Produce an exact copy of the lines from the line that contains "photo below, one" to the end of the listing below.

- - - -

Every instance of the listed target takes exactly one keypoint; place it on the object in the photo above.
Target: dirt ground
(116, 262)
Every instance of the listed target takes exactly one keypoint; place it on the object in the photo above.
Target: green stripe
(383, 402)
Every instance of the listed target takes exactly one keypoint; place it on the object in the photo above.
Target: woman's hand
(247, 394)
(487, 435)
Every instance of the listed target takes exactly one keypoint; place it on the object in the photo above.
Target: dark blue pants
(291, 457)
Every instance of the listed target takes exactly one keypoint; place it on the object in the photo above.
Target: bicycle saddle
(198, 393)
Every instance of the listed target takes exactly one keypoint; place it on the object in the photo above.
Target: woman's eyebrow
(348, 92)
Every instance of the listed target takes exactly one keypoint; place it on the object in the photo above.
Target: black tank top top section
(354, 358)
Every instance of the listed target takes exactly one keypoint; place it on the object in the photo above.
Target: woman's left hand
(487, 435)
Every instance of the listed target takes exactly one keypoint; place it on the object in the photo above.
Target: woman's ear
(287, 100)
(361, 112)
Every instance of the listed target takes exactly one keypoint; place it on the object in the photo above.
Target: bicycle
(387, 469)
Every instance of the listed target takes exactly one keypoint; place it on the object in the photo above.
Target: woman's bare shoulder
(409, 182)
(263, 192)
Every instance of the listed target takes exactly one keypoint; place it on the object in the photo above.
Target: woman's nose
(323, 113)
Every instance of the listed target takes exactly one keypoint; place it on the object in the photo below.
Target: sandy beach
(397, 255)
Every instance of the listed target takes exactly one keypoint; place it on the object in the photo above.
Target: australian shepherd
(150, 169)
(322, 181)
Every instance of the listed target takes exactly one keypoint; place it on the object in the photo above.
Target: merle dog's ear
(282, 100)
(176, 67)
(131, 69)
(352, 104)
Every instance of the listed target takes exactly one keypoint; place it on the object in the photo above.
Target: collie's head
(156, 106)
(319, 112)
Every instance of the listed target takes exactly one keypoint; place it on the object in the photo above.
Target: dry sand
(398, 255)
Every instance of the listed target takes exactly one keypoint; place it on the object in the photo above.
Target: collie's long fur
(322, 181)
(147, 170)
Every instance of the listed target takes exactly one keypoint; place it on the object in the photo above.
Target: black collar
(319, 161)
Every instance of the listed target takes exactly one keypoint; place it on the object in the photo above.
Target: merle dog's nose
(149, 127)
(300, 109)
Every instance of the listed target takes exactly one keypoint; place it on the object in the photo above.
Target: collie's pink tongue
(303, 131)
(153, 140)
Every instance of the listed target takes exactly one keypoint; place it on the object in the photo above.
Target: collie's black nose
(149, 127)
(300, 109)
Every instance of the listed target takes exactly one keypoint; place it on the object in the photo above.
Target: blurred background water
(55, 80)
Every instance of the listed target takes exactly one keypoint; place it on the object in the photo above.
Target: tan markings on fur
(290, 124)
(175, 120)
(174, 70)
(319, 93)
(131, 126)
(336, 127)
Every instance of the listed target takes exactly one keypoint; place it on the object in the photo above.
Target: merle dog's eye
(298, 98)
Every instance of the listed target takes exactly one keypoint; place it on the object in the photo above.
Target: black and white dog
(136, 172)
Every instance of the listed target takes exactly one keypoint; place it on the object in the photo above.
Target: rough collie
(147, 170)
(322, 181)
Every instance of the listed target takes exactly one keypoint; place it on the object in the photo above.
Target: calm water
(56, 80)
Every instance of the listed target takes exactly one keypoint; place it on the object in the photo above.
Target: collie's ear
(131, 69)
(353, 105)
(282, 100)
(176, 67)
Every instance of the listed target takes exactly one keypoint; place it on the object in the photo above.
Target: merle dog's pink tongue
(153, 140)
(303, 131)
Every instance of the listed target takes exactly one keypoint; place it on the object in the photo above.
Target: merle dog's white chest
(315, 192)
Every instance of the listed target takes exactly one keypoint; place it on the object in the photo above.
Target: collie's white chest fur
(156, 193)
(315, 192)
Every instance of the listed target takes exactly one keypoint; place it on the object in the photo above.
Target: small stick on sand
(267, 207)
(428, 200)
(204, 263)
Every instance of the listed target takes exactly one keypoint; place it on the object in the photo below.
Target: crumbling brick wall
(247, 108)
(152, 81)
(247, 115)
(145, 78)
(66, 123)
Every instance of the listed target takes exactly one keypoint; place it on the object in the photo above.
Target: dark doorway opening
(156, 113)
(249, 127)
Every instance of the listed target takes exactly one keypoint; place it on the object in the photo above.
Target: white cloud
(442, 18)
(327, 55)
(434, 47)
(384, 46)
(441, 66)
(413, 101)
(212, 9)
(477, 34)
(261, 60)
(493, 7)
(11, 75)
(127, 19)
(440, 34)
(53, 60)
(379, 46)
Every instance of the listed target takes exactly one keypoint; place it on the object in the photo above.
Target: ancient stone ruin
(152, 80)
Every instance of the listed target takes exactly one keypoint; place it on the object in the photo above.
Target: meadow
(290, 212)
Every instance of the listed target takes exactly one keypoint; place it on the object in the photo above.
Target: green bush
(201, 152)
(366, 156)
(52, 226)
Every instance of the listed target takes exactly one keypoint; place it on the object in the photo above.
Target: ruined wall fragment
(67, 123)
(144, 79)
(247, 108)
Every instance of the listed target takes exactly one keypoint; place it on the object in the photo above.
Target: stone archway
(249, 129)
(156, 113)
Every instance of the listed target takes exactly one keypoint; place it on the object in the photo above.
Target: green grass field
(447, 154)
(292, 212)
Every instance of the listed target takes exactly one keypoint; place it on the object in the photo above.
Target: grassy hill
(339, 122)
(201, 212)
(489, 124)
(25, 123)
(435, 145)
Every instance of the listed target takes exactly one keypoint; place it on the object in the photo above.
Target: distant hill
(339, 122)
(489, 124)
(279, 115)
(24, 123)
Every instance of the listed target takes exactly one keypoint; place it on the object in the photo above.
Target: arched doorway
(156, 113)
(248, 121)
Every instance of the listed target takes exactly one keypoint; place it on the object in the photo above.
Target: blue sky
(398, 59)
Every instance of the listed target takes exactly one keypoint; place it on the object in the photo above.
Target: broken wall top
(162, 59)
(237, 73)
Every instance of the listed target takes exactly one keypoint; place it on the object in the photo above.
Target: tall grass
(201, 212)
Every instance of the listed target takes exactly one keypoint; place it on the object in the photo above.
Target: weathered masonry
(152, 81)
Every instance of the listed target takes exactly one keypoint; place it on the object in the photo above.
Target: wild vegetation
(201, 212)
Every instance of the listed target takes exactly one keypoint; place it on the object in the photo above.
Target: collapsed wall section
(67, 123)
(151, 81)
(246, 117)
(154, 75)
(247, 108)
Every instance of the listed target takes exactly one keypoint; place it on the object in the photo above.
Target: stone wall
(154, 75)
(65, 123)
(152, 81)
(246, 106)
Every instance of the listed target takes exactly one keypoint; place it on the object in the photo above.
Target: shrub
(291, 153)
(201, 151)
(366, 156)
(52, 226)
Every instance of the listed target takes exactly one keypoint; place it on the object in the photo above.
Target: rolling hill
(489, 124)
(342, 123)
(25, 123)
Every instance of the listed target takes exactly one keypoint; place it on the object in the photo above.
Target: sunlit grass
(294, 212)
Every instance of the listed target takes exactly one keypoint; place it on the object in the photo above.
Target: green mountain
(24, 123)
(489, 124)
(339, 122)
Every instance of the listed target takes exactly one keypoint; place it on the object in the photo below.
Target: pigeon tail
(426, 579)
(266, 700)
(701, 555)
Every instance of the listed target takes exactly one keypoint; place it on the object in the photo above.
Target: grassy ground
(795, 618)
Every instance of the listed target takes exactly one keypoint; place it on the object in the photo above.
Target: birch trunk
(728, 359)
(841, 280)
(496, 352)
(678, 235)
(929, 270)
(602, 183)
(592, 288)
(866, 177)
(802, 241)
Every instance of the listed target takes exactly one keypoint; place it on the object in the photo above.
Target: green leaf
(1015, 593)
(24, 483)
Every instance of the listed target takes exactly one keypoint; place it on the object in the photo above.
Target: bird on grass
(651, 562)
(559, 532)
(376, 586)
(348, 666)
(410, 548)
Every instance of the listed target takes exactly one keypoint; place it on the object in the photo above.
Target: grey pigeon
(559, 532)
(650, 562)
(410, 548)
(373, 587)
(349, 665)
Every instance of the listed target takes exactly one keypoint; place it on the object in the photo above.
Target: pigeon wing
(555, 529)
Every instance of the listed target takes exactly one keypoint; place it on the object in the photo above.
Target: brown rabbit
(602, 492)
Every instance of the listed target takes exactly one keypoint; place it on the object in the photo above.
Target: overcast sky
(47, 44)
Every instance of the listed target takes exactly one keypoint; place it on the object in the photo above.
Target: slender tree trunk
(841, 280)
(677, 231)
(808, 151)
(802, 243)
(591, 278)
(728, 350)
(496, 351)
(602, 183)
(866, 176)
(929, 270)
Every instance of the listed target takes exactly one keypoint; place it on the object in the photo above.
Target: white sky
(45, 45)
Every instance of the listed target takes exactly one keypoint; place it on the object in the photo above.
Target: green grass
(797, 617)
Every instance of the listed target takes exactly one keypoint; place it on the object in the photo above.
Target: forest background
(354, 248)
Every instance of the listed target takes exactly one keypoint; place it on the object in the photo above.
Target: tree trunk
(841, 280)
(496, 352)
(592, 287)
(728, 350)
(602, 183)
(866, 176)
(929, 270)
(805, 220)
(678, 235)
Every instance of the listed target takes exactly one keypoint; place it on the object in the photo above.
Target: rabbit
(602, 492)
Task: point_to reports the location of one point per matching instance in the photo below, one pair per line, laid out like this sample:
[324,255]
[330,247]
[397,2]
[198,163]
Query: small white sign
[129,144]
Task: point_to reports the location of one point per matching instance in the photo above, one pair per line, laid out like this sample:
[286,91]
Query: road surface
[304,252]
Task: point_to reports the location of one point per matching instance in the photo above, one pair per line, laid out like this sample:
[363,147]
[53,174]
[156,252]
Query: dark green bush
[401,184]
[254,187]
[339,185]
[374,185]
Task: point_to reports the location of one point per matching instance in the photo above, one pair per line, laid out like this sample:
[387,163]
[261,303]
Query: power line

- - - -

* **Written answer**:
Task: point_to reports the location of one point per matching instance in the photo below, one pair per line, laid out like this sample:
[324,255]
[330,247]
[397,2]
[198,163]
Query: small white sign
[129,144]
Task: point_to reports the location of one point per matching instance in the photo above, one pair per line, laid out like this sample:
[286,91]
Query: road surface
[304,252]
Task: point_to reports the location of one point per matching instance in the photo above, one pair per line, laid out like this sample:
[363,147]
[53,174]
[156,252]
Query: dark green bush
[401,184]
[254,187]
[339,185]
[374,185]
Task: point_to reports the location of one point per matching instance in the photo above, one pair per line, laid out like this sample:
[387,163]
[261,303]
Query: power line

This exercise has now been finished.